Your tasks -
a – Answer these from the forum thread on operator overloading in D, one answer per line, marked the same way:
(i) Besides D, which two languages does Bill Baxter name as using magic operator method names?
(ii) In the AClass example, which member function is mixed in for the "-=" operator?
(iii) What does the todo comment inside the Operator template say should be done?
b – Write the next part of the forum thread on operator overloading in D, picking up right after its last line.

Source document -
-- Opening Marker --

Bill Baxter (68/68) Oct 28 2006 I'm not a big fan of magic operator method names. Python has its

Jarrett Billingsley (9/32) Oct 28 2006 Basically you've just replaced "opAdd" etc. with "myPlus" etc. ;) I kn...
Mike Parker (16/23) Oct 28 2006 The idea behind opAdd and friends is that they establish an explicit

Chris Nicholson-Sauls (6/33) Oct 28 2006 Additionally, it allows for some minimizing. For example, instead of an...
rm (18/41) Oct 28 2006 Personally, I think binary operators should be static functions or

Walter Bright (27/31) Oct 30 2006 The reasons for "opAdd" instead of "operator+" are:

Bill Baxter (69/107) Oct 30 2006 Most of those are just perversities that don't exist in real code.

Walter Bright (33/107) Oct 31 2006 Perhaps you're right, but I sure get tired of things in C++ that work

Daniel Keep (12/20) Oct 30 2006 Just pointing out that Lua's special methods are in a completely

Bill Baxter <wbaxter gmail.com> writes:

I'm not a big fan of magic operator method names.  Python has its 
__add__ etc methods, Lua has very similar, D has opAdd etc.
Personally I prefer C++'s way of just using the syntax itself.  I find 
it a lot easier to remember and it looks less "magical".

I started wondering if it might be able to accomplish something like 
that using mixins.  Here's an example of what I've gotten to work so far:

class AClass
{
     // Look ma! I'm overloading operators by symbols!
     mixin Operator!("+", myPlus);
     mixin Operator!("+=", myPlusEq);
     mixin Operator!("-", myMinus);
     mixin Operator!("-=", myMinusEq);

     // the actual operator overload implementations
     int myPlus(int v){ return m_value + v; };
     int myMinus(int v){ return m_value - v; };
     int myPlusEq(int v){ return m_value += v; };
     int myMinusEq(int v){ return m_value -= v; };

     int m_value = 0;
}

void main()
{
     // example use
     AClass a = new AClass();
     a += 3;
     writefln("a is: ", a.m_value);
     writefln("a+5 is: ", a + 5);
     a -= 10;
     writefln("a-=10; a is now: ", a.m_value);
     writefln("a-5 is: ", a - 5);
}

// The guy who makes it happen
template Operator(char[] op, alias OpFn )
{
     // todo: actually derive these types from OpFn
     alias int RetType;
     alias int ArgType;
     static if(op=="+") {
         RetType opAdd(ArgType v) {
             return OpFn(v);
         }
     }
     else static if(op=="-") {
         RetType opSub(ArgType v) {
             return OpFn(v);
         }
     }
     else static if(op=="+=") {
         RetType opAddAssign(ArgType v) {
             return OpFn(v);
         }
     }
     else static if(op=="-=") {
         RetType opSubAssign(ArgType v) {
             return OpFn(v);
         }
     }
}

This is pretty simplistic and not very complete.  Ideally the syntax 
would look more like

     mixin Operator!("-",
        int(int v){ return my_value + v; }
     );

or best

     int Operator!("-")(int v){ return my_value + v; }

But I couldn't figure out any way to make those work. :-)
Can anyone do better?

--bb

Oct 28 2006

"Jarrett Billingsley" <kb3ctd2 yahoo.com> writes:

"Bill Baxter" <wbaxter gmail.com> wrote in message 
news:ehv8kj$1d4$1 digitaldaemon.com...

-- Closing Marker --

Raw data -
-- Opening Marker --

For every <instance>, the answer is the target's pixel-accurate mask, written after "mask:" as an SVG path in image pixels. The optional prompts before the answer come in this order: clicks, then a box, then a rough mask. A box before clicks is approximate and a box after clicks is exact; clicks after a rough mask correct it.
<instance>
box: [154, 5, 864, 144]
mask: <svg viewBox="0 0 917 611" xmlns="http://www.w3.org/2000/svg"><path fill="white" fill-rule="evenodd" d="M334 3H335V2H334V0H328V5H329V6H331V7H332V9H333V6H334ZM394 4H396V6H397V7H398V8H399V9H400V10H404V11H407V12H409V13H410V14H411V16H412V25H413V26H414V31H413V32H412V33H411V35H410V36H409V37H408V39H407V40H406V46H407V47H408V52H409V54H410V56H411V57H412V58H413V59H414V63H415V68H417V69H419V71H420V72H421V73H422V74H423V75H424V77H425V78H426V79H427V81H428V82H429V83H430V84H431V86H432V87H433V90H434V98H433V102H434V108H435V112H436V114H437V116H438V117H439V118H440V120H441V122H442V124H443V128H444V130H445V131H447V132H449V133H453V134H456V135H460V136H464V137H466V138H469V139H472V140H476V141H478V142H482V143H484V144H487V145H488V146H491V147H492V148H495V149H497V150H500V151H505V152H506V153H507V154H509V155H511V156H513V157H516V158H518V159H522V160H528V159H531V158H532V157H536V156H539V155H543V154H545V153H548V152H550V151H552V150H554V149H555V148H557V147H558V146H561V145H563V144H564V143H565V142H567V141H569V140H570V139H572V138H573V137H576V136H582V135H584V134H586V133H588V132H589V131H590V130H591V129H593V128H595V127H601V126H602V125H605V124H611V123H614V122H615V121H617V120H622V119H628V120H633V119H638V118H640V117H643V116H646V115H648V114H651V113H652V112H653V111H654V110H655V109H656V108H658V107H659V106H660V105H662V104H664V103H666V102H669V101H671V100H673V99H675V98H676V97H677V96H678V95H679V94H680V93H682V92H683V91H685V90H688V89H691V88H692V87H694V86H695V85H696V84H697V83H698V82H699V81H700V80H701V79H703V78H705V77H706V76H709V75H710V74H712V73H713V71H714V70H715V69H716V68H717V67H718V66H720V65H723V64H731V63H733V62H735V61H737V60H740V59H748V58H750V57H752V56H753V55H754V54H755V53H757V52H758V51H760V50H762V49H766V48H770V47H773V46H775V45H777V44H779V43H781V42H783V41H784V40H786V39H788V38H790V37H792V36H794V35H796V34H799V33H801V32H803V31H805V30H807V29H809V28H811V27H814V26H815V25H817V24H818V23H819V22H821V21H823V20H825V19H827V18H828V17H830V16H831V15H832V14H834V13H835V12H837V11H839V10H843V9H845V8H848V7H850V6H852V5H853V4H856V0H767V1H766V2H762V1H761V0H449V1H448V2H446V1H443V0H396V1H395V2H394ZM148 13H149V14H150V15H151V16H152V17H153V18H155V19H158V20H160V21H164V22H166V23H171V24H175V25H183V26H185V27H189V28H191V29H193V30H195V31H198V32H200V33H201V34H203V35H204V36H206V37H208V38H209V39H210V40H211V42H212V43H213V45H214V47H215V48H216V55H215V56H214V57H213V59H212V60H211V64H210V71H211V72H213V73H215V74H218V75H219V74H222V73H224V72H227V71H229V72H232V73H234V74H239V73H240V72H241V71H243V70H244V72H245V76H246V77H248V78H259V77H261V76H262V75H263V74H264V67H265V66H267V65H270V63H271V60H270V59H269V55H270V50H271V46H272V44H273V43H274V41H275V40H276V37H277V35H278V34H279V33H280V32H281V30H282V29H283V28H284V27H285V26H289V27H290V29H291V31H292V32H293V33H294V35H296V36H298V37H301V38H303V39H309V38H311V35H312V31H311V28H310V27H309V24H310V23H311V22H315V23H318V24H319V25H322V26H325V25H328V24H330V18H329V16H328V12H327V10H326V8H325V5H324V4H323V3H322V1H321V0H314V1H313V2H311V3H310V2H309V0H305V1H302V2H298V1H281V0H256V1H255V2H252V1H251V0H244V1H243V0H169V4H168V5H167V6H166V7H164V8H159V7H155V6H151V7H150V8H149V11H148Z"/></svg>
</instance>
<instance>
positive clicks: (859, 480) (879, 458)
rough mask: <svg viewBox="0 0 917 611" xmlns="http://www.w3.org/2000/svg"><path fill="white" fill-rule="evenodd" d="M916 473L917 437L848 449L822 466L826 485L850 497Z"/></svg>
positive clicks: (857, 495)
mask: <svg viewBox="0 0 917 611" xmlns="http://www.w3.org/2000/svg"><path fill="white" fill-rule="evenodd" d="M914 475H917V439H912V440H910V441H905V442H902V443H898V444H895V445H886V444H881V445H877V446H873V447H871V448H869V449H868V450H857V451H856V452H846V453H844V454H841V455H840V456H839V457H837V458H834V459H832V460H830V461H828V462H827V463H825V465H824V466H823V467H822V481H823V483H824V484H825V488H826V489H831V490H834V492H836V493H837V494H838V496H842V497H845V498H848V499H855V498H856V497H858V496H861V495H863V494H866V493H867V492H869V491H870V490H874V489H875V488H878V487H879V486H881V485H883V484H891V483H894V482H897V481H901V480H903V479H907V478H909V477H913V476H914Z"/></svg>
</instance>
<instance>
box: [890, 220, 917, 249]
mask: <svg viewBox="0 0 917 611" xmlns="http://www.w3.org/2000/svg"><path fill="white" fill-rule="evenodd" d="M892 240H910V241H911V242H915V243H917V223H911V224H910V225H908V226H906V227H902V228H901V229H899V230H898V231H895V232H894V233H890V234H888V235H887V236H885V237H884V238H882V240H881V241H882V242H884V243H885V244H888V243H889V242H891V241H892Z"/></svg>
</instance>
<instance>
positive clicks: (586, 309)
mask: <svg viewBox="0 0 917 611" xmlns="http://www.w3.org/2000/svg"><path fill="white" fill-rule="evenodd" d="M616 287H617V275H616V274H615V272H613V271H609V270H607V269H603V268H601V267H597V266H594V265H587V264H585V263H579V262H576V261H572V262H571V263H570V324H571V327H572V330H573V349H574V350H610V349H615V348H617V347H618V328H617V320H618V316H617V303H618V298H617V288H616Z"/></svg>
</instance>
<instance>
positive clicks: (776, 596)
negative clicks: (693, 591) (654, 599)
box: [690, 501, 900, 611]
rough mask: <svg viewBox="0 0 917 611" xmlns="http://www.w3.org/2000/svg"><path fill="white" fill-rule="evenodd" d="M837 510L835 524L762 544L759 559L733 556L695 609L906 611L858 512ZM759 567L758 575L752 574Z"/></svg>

-- Closing Marker --
-- Opening Marker --

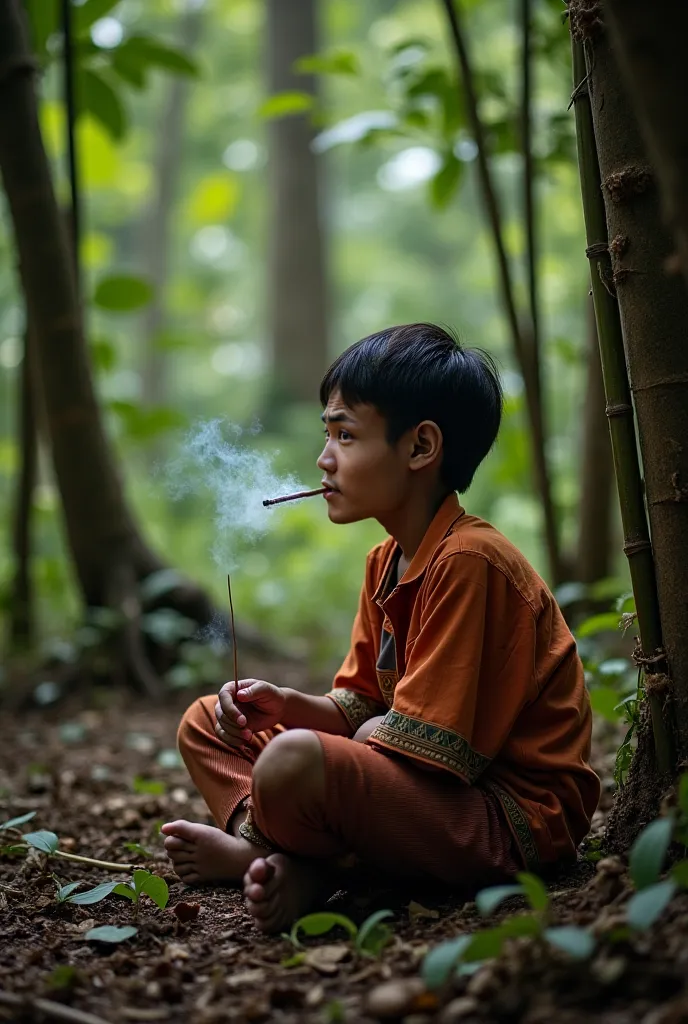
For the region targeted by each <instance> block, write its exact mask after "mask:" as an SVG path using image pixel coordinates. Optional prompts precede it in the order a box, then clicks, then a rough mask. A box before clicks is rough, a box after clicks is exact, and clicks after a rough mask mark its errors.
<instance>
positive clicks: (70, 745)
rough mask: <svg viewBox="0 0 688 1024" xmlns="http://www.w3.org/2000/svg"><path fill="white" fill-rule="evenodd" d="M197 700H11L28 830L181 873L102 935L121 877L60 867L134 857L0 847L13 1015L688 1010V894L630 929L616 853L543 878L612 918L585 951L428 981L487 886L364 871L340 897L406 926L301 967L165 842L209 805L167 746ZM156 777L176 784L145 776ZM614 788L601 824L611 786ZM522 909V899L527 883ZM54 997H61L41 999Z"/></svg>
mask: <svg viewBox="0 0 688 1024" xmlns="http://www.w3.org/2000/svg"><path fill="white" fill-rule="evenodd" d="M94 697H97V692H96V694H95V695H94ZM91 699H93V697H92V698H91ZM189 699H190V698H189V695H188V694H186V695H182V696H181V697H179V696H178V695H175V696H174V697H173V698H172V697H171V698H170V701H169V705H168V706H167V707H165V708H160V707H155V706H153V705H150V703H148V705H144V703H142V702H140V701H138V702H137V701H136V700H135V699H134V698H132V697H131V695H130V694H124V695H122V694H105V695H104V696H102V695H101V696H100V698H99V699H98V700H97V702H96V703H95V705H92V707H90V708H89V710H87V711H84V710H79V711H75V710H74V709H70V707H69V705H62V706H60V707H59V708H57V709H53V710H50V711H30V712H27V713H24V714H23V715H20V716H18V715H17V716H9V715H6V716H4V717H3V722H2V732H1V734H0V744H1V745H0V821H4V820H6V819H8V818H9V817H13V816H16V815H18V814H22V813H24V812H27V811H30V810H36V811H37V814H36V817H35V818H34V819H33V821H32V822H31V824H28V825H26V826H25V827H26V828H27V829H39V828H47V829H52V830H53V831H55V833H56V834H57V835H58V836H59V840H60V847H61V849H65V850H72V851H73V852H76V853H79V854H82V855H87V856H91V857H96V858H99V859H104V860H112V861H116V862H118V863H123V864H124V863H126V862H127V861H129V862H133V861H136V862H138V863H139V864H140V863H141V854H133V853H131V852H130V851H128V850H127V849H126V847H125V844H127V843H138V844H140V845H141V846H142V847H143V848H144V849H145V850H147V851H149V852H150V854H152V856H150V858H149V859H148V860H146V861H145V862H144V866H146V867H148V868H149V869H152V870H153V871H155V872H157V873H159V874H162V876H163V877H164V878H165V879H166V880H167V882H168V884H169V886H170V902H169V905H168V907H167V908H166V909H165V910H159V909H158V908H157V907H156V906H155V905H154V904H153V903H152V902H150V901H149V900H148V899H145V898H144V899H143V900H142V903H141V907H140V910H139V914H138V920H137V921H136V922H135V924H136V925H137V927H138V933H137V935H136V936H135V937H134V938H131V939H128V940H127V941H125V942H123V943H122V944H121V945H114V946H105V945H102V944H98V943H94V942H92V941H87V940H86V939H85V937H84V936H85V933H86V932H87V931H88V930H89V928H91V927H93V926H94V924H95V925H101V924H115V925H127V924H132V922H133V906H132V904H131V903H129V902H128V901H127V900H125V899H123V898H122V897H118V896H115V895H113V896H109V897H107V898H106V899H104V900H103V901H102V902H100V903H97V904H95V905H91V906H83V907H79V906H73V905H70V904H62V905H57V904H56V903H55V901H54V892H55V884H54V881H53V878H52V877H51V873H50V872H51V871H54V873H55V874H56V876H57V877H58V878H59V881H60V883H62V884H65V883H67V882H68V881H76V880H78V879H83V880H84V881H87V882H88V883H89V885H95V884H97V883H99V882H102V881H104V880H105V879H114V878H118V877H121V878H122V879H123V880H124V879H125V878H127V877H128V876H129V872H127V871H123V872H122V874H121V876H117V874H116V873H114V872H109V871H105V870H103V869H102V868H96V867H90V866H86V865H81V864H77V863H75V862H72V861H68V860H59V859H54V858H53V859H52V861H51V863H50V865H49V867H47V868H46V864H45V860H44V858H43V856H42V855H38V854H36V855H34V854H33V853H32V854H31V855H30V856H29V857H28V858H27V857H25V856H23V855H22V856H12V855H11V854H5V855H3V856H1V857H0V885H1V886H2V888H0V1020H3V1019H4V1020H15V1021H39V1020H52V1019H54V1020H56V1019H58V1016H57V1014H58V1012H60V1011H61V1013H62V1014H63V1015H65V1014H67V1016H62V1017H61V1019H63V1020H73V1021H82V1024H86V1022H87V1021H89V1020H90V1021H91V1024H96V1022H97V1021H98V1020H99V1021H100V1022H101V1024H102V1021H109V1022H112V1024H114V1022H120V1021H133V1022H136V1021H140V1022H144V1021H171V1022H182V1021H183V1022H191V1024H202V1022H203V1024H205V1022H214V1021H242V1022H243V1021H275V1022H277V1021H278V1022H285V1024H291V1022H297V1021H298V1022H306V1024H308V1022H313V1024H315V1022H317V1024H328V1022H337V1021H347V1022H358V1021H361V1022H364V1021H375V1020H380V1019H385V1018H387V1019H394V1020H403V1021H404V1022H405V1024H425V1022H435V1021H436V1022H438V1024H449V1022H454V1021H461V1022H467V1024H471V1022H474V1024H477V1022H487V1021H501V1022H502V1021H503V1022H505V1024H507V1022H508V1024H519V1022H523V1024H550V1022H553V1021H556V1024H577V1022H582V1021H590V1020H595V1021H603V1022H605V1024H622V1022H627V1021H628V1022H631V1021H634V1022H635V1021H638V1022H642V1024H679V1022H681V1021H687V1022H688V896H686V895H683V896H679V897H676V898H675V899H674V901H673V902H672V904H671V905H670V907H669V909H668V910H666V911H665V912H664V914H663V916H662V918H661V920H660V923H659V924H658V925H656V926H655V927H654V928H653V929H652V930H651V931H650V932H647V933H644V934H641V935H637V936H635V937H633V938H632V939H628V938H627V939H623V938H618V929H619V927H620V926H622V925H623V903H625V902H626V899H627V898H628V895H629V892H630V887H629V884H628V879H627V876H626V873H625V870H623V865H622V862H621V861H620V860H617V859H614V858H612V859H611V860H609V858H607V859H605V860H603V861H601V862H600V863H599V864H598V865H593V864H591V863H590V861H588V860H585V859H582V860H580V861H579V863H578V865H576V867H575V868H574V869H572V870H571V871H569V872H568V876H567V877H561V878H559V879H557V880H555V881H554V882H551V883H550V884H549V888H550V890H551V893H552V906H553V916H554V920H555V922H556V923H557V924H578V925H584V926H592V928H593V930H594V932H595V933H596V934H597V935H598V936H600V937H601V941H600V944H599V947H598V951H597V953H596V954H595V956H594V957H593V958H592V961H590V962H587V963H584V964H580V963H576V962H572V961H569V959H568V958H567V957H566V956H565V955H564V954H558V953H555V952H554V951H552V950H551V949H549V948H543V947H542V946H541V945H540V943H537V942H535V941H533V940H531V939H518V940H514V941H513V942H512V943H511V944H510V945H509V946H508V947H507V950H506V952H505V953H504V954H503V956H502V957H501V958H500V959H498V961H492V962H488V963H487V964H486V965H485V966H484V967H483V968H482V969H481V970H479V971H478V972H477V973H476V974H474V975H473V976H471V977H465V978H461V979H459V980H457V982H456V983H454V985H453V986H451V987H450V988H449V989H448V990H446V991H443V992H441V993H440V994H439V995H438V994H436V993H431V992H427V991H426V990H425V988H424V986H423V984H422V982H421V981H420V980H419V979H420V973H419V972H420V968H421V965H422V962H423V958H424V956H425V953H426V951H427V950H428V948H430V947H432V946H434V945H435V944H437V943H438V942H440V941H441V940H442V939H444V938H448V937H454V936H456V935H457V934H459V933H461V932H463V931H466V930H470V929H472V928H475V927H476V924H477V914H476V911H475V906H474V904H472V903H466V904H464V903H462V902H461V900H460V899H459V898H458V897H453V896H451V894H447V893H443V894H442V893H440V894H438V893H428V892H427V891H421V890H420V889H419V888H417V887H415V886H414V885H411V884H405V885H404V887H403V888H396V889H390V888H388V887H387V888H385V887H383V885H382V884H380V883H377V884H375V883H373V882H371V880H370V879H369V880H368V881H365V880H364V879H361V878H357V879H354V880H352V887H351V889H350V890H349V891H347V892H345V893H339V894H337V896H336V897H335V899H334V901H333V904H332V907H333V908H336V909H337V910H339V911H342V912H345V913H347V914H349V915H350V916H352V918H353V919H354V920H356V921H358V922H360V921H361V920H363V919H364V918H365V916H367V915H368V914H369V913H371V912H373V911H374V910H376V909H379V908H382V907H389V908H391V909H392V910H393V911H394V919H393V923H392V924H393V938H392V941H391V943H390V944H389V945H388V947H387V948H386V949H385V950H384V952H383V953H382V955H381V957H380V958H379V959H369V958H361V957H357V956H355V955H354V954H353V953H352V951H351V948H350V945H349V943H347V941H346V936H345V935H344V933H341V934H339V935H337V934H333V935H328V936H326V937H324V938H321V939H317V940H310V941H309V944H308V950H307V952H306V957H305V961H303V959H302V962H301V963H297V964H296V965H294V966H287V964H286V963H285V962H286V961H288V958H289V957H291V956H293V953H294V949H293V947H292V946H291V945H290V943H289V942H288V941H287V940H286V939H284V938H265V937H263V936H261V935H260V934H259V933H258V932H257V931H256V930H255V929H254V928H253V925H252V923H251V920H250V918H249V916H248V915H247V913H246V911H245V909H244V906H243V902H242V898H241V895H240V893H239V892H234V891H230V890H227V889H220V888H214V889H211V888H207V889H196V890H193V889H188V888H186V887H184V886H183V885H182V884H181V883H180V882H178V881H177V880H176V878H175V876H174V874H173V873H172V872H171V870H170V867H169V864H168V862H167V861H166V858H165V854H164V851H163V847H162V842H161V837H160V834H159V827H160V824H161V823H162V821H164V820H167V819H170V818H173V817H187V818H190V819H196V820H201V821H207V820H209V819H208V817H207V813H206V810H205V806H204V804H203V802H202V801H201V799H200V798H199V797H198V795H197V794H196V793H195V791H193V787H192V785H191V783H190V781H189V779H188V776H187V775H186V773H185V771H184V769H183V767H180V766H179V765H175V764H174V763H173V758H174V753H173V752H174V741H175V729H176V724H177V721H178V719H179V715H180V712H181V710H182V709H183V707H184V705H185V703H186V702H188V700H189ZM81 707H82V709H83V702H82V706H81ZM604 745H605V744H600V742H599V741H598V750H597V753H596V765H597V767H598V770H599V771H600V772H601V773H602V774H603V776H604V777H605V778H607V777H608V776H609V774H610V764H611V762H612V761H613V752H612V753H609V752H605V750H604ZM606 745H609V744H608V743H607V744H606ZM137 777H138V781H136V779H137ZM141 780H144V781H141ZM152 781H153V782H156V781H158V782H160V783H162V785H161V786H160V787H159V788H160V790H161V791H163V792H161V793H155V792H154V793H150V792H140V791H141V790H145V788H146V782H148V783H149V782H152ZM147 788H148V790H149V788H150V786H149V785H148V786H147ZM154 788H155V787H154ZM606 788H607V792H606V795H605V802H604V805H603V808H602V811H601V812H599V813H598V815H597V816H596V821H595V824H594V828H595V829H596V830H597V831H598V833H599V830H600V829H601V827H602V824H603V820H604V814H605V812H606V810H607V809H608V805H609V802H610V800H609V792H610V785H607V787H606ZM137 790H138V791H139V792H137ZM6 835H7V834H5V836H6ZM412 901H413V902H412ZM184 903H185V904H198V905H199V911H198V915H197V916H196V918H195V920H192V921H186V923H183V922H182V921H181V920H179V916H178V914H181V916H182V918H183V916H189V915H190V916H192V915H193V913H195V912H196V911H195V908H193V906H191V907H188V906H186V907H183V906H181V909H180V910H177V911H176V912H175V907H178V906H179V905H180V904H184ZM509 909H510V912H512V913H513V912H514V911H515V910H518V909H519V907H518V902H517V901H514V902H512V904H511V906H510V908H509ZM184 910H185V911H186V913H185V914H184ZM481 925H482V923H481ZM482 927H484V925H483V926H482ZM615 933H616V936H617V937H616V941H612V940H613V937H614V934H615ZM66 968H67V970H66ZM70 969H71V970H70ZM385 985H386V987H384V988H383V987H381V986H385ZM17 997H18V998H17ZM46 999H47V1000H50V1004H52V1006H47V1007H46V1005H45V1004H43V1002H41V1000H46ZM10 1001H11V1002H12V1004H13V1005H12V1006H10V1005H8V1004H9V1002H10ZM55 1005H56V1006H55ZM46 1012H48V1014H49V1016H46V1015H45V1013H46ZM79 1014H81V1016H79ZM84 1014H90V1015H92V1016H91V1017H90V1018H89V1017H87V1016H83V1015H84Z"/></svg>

-- Closing Marker --

Results in order -
a –
(i) Python and Lua.
(ii) myMinusEq.
(iii) Actually derive these types from OpFn.

b –
 class AClass
 {
     // Look ma! I'm overloading operators by symbols!
     mixin Operator!("+", myPlus);
     mixin Operator!("+=", myPlusEq);
     mixin Operator!("-", myMinus);
     mixin Operator!("-=", myMinusEq);

     // the actual operator overload implementations
     int myPlus(int v){ return m_value + v; };
     int myMinus(int v){ return m_value - v; };
     int myPlusEq(int v){ return m_value += v; };
     int myMinusEq(int v){ return m_value -= v; };

     int m_value = 0;
 }

Basically you've just replaced "opAdd" etc. with "myPlus" etc.  ;)  I know 
what you're getting at but..

 This is pretty simplistic and not very complete.  Ideally the syntax would 
 look more like

     mixin Operator!("-",
        int(int v){ return my_value + v; }
     );

 or best

     int Operator!("-")(int v){ return my_value + v; }

 But I couldn't figure out any way to make those work. :-)
 Can anyone do better?

I think we'd have to have the ability to dynamically generate symbols with 
templates (i.e. some form of token pasting) in order for this to be 
possible.  But then, of course, you have the problem of not being able to 
declare delegates at a class level, which would make it hard to pass the 
implementation into the Operator template..

Oct 28 2006

Mike Parker <aldacron71 yahoo.com> writes:

Bill Baxter wrote:
 I'm not a big fan of magic operator method names.  Python has its 
 __add__ etc methods, Lua has very similar, D has opAdd etc.
 Personally I prefer C++'s way of just using the syntax itself.  I find 
 it a lot easier to remember and it looks less "magical".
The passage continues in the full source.